● Trecho do texto:
A caridade assim como a fé, eram para nós como vestes dominicais: para ele foram pão diário, alimento inseparável a ponto de fazê-lo dizer: “ O que seria a fé se não fosse revestida de caridade?”. Declara em suas cartas a primeira como “única e verdadeira alegria”, mantém secreta a outra virtude e se limita quase que a concentrá-la em uma frase: “ Eu nutro uma especial predileção pelo Apostolo da caridade”. Nos perguntamos como aqueles a quem essas cartas foram endereçadas, não tiveram consciência nem por um instante de quem ele era. Como não descobriram a ingenuidade e a genialidade dos santos? A infinita modéstia de Pier Giorgio era selada com uma mordaça tão impenetrável que nem mesmo a poliomielite fulminante conseguiu despedaçar, mas apenas o grande cavalheiro que é o tempo.
E nós? Não fomos mais videntes. Poderia ter coberto as paredes com cantos de Dante, versos de Foscolo e para declamá-los usar como púlpito os pinheiros do jardim, ler São Paulo, Santo Agostinho, São Tomás, e se alguém tivesse dito que era poeta, filosofo, a resposta seria resumida a uma cordial risada. Talvez não a recebesse de mim, quando com apaixonado orgulho de colecionador, respondeu, diante da minha perplexidade sobre o valor dos minerais fechados numa vitrine: irão ao museu?
Vitrine e minerais não apenas foram aceitos pelo Politécnico de Turim, como o professor Cavinato, recebendo-os acompanhados um a um por seu nome latino, testemunhou que nunca lhe tinha ocorrido descobrir em algum de seus alunos tanta e tão diligente paixão. Pier Giorgio a colocava também nas visitas a museus, das quais restam muitos indícios em suas cartas, como o álbum de obras primas admiradas por ele. De pintura se falava em casa, mas apenas ele aprofundou-se.

● Enunciado da tarefa:
Reescreva o trecho sobre Pier Giorgio começando em "A caridade assim" e terminando em "que é o tempo.", trocando cada ocorrência de "cartas" por "missivas". As linhas constituem material à parte, independente do trecho sobre Pier Giorgio.

● Material fornecido:
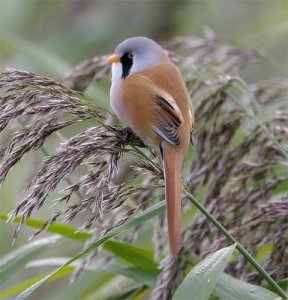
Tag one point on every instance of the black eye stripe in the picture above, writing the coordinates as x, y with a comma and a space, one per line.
126, 61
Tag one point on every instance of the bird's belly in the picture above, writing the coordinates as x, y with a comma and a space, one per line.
117, 104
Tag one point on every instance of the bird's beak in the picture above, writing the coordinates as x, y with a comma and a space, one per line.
113, 59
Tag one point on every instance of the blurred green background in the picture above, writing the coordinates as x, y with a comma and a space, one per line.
50, 37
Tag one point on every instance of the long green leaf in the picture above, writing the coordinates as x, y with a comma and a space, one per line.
64, 230
26, 284
17, 259
229, 288
145, 277
135, 255
201, 281
138, 219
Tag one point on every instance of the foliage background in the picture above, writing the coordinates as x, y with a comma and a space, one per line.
50, 37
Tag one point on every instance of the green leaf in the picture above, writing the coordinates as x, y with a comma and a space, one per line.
64, 230
135, 255
201, 281
26, 284
145, 277
229, 288
17, 259
135, 220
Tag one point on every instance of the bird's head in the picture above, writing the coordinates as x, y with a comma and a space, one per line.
135, 55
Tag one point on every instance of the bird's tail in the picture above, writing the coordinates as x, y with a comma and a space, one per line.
173, 161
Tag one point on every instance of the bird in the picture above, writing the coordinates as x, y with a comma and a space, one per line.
149, 96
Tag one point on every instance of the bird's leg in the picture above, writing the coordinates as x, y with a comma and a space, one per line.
127, 134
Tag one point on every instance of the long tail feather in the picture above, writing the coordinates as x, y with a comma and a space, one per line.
173, 161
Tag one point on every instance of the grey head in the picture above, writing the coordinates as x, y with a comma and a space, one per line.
136, 54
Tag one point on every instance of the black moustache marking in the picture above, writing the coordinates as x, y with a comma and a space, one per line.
127, 63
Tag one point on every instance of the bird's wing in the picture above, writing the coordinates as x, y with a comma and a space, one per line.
168, 118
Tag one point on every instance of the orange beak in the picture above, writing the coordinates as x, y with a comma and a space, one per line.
113, 59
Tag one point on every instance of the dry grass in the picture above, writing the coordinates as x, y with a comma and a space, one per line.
238, 167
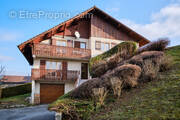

● Resultado da tarefa:
A caridade assim como a fé, eram para nós como vestes dominicais: para ele foram pão diário, alimento inseparável a ponto de fazê-lo dizer: “ O que seria a fé se não fosse revestida de caridade?”. Declara em suas missivas a primeira como “única e verdadeira alegria”, mantém secreta a outra virtude e se limita quase que a concentrá-la em uma frase: “ Eu nutro uma especial predileção pelo Apostolo da caridade”. Nos perguntamos como aqueles a quem essas missivas foram endereçadas, não tiveram consciência nem por um instante de quem ele era. Como não descobriram a ingenuidade e a genialidade dos santos? A infinita modéstia de Pier Giorgio era selada com uma mordaça tão impenetrável que nem mesmo a poliomielite fulminante conseguiu despedaçar, mas apenas o grande cavalheiro que é o tempo.